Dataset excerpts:

++++++++++

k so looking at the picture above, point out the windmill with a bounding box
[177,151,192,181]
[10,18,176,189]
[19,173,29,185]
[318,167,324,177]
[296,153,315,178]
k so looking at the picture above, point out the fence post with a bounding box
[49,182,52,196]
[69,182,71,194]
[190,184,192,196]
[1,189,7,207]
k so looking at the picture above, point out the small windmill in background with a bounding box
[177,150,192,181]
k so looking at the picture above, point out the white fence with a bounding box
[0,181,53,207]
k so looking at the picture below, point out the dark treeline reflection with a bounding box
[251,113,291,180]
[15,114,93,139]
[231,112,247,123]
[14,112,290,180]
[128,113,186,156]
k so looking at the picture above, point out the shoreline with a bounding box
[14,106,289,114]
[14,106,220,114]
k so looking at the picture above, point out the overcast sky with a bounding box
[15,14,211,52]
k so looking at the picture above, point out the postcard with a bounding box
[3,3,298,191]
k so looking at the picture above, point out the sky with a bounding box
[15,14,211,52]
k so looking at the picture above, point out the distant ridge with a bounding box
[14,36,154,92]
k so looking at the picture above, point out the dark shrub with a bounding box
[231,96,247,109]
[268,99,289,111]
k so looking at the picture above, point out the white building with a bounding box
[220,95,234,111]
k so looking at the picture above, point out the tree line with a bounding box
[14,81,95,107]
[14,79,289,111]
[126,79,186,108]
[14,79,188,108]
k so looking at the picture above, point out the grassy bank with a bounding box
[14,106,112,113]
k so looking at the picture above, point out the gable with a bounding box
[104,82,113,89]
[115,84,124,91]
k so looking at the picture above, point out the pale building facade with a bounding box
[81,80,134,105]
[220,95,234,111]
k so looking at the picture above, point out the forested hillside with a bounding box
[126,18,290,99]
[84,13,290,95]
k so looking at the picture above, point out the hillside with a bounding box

++++++++++

EXERCISE REQUIREMENTS
Retype the entries exactly, including every line.

RESPONSE TO THE TASK
k so looking at the picture above, point out the windmill with a bounding box
[177,151,192,181]
[10,18,176,189]
[19,173,29,185]
[318,167,324,177]
[296,153,315,178]
k so looking at the picture above, point out the fence post with a bounding box
[49,182,52,196]
[69,182,71,194]
[190,184,192,196]
[1,189,7,207]
k so looking at the picture above, point out the small windmill in background with a bounding box
[177,150,192,181]
k so looking at the picture above, point out the white fence with a bounding box
[0,181,53,207]
k so looking at the picture below, point out the dark treeline reflection with a bounding box
[251,113,291,180]
[15,114,93,139]
[231,112,247,123]
[14,112,290,180]
[128,113,186,156]
k so looking at the picture above, point out the shoreline with a bounding box
[14,106,289,114]
[14,106,220,114]
k so looking at the picture above, point out the overcast sky with a bounding box
[15,14,211,52]
k so looking at the picture above, point out the postcard with a bounding box
[3,3,298,191]
k so looking at the picture above, point out the sky with a bounding box
[15,14,211,52]
k so looking at the picture above, point out the distant ridge with a bounding box
[14,36,154,92]
k so looking at the picture above, point out the dark shrub with a bounding box
[231,96,247,109]
[268,99,289,111]
k so looking at the picture above, point out the white building with a bounding box
[220,95,234,111]
k so looking at the picture above, point out the tree line with a bounding box
[14,81,95,107]
[14,79,289,111]
[126,79,186,108]
[14,79,188,108]
k so looking at the picture above, point out the grassy bank with a bounding box
[14,106,112,113]
k so looking at the picture above, point out the gable with a bounding box
[104,82,113,89]
[115,84,124,91]
k so looking at the picture above, point out the pale building facade with a bounding box
[81,80,134,105]
[220,95,234,111]
k so looking at the picture above, point out the forested hillside with a bounding box
[126,18,290,99]
[84,13,290,95]
k so looking at the picture above, point out the hillside with a bounding box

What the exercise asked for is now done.